# Work required
The expected result is the material below, reproduced exactly from its first line through the line containing "Task: place a pin on each instance of the building window.".

# Given information
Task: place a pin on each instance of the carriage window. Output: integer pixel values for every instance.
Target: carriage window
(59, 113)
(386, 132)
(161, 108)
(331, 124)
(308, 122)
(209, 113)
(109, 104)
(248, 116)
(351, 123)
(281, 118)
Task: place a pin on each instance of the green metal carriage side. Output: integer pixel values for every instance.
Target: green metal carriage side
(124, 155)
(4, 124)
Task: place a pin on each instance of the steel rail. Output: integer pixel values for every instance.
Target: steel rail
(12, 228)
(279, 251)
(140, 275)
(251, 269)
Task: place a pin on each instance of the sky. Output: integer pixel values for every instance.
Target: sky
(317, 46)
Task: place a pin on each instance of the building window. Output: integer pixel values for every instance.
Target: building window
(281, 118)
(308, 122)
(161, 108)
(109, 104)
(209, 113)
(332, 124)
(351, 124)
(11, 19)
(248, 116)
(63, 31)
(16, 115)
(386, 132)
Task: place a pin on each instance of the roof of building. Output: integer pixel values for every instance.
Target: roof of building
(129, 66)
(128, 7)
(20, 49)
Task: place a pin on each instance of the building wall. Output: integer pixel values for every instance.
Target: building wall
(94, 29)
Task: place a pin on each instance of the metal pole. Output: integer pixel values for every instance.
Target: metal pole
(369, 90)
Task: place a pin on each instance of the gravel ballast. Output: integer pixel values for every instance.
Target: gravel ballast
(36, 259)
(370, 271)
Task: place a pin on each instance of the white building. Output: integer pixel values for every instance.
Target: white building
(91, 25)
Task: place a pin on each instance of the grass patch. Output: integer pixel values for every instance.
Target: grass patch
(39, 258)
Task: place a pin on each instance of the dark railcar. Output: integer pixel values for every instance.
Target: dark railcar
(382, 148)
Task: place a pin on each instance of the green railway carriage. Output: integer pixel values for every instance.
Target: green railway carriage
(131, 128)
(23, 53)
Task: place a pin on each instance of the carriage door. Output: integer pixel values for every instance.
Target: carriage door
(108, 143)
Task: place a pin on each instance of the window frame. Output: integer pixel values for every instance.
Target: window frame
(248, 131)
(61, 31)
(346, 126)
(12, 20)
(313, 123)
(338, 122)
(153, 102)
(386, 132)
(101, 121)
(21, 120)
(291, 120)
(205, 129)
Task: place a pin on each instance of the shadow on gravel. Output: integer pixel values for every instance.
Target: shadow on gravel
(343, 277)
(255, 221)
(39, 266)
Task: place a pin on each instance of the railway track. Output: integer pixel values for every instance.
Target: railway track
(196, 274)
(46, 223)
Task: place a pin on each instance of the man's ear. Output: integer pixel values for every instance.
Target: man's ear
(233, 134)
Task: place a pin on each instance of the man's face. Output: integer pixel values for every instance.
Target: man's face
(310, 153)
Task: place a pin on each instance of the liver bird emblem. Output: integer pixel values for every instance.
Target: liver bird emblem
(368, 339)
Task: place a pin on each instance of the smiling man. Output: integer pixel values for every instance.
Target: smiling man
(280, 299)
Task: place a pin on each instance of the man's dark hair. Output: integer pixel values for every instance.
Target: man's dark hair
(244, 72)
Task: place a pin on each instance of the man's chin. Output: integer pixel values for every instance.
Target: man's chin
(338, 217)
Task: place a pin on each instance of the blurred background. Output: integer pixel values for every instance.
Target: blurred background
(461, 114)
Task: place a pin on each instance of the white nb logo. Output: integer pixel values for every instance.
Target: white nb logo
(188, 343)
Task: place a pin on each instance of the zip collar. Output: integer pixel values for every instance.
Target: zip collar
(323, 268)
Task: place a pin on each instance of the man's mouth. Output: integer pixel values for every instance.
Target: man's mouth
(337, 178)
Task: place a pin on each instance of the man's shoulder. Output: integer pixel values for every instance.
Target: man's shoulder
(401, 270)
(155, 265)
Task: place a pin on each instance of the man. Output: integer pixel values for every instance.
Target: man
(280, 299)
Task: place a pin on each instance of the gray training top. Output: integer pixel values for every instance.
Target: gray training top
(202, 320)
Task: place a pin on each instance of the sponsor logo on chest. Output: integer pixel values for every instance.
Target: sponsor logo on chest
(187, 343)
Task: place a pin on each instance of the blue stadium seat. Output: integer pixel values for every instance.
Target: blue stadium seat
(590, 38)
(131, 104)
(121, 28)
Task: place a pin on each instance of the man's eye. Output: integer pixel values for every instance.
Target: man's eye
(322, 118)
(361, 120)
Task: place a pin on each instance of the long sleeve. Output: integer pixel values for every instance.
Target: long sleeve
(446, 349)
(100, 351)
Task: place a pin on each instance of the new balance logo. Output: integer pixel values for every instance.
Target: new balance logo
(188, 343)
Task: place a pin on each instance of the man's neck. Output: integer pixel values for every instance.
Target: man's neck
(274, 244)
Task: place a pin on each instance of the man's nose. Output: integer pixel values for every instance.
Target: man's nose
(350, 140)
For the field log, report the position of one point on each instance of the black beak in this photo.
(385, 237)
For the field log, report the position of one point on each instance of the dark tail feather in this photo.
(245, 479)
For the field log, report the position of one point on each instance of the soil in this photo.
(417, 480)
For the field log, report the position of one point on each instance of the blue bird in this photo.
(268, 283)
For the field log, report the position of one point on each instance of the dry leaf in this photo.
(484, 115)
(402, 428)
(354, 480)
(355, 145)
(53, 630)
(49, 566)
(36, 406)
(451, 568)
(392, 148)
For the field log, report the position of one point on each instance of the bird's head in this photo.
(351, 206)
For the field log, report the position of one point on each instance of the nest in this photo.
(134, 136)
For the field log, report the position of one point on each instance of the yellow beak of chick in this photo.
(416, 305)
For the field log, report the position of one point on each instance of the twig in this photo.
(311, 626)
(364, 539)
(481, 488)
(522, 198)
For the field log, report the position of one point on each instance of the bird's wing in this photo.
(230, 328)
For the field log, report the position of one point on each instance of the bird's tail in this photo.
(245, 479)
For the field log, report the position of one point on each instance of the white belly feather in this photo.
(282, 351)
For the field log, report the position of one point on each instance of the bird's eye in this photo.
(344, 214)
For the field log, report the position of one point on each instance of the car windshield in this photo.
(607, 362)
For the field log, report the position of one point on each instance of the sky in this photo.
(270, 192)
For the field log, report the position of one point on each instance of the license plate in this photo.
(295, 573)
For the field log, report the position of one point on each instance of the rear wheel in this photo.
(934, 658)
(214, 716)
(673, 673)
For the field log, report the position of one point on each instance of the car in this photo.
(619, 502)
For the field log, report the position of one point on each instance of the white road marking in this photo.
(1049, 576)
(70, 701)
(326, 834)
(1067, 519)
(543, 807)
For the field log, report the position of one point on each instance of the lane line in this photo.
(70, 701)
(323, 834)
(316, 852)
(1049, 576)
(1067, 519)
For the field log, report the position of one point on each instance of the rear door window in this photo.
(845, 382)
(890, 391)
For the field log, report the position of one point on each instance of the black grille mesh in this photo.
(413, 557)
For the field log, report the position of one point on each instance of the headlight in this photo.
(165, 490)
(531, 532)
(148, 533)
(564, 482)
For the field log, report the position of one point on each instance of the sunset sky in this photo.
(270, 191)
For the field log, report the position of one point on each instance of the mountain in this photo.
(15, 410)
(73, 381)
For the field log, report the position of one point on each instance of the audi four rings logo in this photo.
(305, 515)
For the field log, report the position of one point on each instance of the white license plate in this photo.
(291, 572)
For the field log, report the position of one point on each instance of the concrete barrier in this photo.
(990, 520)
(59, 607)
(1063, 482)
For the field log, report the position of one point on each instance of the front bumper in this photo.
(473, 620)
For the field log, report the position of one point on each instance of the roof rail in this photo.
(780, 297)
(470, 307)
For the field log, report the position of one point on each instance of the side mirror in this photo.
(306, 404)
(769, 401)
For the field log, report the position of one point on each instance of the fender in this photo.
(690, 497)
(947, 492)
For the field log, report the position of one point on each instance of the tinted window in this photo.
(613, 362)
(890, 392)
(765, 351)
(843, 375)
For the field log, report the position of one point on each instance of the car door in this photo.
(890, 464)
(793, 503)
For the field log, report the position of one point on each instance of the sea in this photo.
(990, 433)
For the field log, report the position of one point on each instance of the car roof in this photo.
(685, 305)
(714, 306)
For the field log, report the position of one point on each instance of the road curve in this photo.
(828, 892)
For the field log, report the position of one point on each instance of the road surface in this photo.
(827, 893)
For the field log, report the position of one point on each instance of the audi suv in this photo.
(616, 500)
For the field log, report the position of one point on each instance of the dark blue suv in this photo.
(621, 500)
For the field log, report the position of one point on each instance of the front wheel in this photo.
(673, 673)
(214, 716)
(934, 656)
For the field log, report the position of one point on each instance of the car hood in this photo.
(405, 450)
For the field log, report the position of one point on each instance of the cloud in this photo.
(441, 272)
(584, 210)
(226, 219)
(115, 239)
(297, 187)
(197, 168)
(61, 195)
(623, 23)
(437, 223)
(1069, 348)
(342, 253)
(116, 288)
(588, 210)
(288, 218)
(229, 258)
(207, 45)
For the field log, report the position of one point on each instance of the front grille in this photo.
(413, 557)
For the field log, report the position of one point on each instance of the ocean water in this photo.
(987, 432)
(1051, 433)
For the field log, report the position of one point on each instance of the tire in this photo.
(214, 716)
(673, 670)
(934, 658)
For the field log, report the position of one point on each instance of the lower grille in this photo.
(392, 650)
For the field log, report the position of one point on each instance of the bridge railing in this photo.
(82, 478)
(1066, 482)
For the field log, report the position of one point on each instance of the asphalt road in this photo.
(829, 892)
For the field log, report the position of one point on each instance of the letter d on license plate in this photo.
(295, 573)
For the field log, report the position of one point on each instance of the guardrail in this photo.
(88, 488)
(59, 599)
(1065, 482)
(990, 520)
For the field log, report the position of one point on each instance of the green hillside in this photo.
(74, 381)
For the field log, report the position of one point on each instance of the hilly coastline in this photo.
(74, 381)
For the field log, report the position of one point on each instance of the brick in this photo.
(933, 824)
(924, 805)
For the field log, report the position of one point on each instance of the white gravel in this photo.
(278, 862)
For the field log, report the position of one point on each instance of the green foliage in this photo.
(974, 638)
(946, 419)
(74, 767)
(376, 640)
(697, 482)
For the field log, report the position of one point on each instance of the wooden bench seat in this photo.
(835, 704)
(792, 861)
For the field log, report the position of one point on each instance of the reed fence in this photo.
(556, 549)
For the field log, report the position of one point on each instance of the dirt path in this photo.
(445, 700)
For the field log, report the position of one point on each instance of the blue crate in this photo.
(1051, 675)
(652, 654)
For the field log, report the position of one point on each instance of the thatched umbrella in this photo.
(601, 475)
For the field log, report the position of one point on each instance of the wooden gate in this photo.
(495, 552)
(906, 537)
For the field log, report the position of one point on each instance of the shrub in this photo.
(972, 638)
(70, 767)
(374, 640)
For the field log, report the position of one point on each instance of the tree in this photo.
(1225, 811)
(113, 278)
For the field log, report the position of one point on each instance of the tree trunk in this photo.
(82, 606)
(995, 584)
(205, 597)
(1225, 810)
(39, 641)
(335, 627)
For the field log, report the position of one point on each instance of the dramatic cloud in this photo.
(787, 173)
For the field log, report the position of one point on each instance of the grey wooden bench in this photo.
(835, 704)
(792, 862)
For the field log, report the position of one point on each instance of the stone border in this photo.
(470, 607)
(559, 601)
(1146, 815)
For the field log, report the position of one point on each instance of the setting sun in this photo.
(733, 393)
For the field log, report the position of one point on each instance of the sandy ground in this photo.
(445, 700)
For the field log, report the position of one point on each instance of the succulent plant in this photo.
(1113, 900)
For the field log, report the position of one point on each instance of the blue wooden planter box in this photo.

# Written reply
Task: place a pin on each instance of the carriage window. Output: integer pixel values for every instance.
Target: carriage window
(59, 113)
(386, 132)
(161, 108)
(331, 124)
(308, 122)
(209, 113)
(109, 104)
(248, 116)
(351, 123)
(281, 118)
Task: place a pin on each instance of the green metal carriage side. Output: integer pixel values for every instance.
Target: green metal carriage side
(124, 155)
(4, 124)
Task: place a pin on each instance of the steel rail. Output: integer pixel values for every instance.
Target: steel rail
(12, 228)
(279, 251)
(140, 275)
(251, 269)
Task: place a pin on each instance of the sky. Output: integer pixel values for every instance.
Target: sky
(317, 46)
Task: place a pin on each instance of the building window. Output: integer pixel values for every instance.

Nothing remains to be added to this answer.